[Dataset entries]

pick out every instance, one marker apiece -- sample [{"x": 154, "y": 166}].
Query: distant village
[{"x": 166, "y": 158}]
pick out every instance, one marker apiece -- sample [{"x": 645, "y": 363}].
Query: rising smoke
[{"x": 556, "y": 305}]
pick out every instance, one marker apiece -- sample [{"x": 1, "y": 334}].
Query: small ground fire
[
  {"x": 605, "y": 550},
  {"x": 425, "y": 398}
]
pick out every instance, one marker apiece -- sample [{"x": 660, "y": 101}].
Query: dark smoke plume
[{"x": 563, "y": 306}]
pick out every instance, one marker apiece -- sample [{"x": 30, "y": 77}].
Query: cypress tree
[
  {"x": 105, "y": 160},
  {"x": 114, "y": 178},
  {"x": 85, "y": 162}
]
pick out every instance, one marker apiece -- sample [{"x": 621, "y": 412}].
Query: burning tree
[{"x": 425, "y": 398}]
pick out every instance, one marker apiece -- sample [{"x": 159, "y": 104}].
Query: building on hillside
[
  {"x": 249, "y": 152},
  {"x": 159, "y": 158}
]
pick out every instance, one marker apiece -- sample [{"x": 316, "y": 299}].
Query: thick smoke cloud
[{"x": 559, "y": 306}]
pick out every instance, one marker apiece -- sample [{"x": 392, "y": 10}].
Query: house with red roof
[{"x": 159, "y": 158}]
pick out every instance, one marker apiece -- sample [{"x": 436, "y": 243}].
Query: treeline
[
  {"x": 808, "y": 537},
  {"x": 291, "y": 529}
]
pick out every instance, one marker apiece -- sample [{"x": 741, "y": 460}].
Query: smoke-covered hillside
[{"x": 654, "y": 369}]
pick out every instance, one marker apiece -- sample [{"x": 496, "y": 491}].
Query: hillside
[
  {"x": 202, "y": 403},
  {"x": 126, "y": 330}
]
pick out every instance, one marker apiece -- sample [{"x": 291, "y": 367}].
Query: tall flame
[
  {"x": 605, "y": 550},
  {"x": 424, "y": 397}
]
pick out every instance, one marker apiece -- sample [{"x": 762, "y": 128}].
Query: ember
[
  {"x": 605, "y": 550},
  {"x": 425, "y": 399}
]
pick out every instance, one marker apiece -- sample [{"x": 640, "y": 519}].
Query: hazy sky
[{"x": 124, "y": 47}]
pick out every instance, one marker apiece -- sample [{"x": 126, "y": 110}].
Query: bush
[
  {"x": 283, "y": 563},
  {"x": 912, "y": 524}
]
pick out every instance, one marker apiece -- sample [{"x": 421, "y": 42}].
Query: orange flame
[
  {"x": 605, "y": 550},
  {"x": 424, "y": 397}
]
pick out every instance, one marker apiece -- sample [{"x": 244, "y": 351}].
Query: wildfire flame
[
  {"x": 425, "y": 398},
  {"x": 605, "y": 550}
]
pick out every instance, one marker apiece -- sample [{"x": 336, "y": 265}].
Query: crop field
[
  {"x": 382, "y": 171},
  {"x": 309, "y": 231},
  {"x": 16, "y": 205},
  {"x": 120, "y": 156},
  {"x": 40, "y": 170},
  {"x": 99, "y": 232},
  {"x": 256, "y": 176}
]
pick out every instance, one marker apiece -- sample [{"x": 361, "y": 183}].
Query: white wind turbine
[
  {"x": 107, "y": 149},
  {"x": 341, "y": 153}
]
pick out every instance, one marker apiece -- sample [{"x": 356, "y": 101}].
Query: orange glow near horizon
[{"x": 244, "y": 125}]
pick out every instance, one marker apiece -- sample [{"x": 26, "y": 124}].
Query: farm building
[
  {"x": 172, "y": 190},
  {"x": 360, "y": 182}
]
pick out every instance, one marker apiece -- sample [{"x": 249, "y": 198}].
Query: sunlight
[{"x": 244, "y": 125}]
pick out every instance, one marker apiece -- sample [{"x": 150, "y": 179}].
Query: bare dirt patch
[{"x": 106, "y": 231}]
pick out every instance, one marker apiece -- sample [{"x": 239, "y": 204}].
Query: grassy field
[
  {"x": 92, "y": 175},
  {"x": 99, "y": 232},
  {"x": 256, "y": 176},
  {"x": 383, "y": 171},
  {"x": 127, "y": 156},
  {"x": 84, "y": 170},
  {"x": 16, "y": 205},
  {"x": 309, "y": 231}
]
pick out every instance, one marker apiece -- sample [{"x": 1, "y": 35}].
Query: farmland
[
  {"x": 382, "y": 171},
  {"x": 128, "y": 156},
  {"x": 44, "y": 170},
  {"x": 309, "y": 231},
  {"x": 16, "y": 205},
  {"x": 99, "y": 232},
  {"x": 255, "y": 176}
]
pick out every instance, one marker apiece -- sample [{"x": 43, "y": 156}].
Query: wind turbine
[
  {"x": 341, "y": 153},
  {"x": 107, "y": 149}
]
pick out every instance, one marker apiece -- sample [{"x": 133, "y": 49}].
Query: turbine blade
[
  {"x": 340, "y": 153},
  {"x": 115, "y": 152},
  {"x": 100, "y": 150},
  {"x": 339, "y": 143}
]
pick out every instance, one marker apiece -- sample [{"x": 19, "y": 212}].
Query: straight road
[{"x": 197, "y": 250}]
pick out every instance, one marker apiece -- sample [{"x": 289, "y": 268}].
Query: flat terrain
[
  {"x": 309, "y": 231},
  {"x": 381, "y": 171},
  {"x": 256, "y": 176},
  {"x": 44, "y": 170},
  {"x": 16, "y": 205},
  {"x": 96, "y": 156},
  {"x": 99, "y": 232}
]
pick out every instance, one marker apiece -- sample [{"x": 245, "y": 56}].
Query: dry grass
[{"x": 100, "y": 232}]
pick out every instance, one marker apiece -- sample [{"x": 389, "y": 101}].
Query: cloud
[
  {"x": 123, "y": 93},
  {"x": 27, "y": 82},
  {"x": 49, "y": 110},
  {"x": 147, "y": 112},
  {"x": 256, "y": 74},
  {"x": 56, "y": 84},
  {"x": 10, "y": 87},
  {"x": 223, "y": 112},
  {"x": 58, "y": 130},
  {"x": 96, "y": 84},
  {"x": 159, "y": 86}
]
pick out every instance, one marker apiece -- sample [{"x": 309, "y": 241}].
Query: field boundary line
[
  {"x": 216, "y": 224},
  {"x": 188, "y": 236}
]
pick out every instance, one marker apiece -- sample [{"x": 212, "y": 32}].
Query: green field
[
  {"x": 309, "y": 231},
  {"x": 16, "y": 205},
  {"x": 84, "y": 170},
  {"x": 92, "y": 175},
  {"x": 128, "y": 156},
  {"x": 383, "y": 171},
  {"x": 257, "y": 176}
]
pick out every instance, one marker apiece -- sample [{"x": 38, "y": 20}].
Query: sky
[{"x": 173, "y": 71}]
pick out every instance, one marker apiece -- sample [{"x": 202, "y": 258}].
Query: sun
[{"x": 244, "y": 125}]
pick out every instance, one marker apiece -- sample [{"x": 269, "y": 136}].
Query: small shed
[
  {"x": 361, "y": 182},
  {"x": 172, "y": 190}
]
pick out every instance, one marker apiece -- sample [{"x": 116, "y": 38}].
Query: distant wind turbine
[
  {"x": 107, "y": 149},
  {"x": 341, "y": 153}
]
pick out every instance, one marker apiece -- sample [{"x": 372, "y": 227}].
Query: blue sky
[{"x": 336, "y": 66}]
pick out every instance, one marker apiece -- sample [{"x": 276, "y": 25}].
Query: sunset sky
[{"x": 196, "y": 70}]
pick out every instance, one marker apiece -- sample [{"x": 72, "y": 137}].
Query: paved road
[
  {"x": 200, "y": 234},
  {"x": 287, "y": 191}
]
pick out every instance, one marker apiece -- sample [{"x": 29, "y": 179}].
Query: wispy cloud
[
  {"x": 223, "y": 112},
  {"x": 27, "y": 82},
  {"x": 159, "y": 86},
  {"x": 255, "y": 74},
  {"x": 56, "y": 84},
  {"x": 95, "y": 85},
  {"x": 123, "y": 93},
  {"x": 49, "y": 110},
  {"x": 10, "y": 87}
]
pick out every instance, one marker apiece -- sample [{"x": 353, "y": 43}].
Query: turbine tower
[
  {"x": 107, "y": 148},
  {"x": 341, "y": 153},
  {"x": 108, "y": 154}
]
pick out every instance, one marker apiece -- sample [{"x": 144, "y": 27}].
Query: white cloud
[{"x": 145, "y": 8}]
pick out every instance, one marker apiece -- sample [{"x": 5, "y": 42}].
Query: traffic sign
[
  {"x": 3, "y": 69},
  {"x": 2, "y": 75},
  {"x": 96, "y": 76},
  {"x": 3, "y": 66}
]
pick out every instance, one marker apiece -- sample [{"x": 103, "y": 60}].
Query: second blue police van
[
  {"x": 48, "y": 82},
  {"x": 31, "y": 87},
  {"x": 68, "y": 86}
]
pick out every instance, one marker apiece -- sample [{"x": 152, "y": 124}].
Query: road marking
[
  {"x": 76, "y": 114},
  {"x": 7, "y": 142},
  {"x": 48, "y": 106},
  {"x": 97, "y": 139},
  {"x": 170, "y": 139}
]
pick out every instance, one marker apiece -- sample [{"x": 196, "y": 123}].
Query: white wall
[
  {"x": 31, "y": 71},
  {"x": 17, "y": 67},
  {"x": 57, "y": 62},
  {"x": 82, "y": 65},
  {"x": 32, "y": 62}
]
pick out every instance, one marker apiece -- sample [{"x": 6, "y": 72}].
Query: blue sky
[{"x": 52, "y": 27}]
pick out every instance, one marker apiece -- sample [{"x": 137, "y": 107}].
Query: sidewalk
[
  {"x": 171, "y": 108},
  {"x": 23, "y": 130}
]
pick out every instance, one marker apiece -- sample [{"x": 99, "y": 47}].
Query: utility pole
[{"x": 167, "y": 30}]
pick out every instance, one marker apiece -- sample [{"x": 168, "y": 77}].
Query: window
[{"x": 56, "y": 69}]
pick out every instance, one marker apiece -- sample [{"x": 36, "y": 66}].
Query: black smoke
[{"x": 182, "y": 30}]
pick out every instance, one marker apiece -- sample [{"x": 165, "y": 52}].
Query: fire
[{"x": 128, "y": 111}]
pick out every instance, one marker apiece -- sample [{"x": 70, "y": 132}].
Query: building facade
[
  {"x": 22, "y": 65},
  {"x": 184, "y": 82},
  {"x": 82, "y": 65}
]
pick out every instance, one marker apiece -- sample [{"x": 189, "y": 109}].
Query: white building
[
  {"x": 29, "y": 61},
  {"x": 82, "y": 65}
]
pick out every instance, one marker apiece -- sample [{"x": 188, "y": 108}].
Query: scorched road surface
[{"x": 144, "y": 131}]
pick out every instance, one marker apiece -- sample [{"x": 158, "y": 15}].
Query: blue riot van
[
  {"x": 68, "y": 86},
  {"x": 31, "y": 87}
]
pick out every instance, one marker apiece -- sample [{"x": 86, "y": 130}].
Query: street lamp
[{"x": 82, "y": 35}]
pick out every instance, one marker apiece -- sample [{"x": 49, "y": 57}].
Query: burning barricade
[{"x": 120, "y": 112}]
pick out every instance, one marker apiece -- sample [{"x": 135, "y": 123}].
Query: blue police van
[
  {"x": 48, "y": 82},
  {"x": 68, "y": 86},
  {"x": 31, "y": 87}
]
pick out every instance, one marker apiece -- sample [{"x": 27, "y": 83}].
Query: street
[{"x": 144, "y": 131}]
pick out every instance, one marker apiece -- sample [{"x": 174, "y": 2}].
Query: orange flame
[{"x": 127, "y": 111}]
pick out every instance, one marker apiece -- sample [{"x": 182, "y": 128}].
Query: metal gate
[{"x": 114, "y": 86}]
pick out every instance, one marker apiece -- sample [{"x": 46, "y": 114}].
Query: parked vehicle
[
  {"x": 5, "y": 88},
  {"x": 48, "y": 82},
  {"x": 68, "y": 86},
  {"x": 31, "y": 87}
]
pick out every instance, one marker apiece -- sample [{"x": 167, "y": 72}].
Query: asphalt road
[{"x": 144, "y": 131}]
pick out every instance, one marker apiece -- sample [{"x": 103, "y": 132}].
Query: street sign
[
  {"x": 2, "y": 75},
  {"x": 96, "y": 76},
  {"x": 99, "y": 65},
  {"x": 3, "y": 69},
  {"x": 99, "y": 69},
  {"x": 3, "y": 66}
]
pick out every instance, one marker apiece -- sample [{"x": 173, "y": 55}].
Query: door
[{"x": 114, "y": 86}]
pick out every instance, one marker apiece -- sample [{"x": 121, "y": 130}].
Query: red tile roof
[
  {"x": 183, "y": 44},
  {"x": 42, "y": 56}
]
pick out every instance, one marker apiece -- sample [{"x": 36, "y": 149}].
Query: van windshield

=== TO DO ===
With the line containing "Query: parked vehicle" as the first and the last line above as the final one, copy those lines exactly and no others.

=== RESPONSE TO THE TASK ===
Query: parked vehicle
[
  {"x": 5, "y": 88},
  {"x": 48, "y": 82},
  {"x": 68, "y": 86},
  {"x": 31, "y": 87}
]
pick out every instance, one marker apiece -- sample [{"x": 167, "y": 72}].
Query: asphalt road
[{"x": 144, "y": 131}]
pick out every instance, one marker apiece -- sample [{"x": 103, "y": 132}].
Query: street sign
[
  {"x": 2, "y": 75},
  {"x": 96, "y": 76},
  {"x": 99, "y": 65},
  {"x": 3, "y": 69},
  {"x": 99, "y": 69},
  {"x": 3, "y": 66}
]
pick out every instance, one marker apiece -- sample [{"x": 173, "y": 55}].
Query: door
[{"x": 114, "y": 86}]
pick out every instance, one marker apiece -- sample [{"x": 121, "y": 130}].
Query: red tile roof
[
  {"x": 183, "y": 44},
  {"x": 42, "y": 56}
]
pick out every instance, one marker apiece -- sample [{"x": 36, "y": 149}].
Query: van windshield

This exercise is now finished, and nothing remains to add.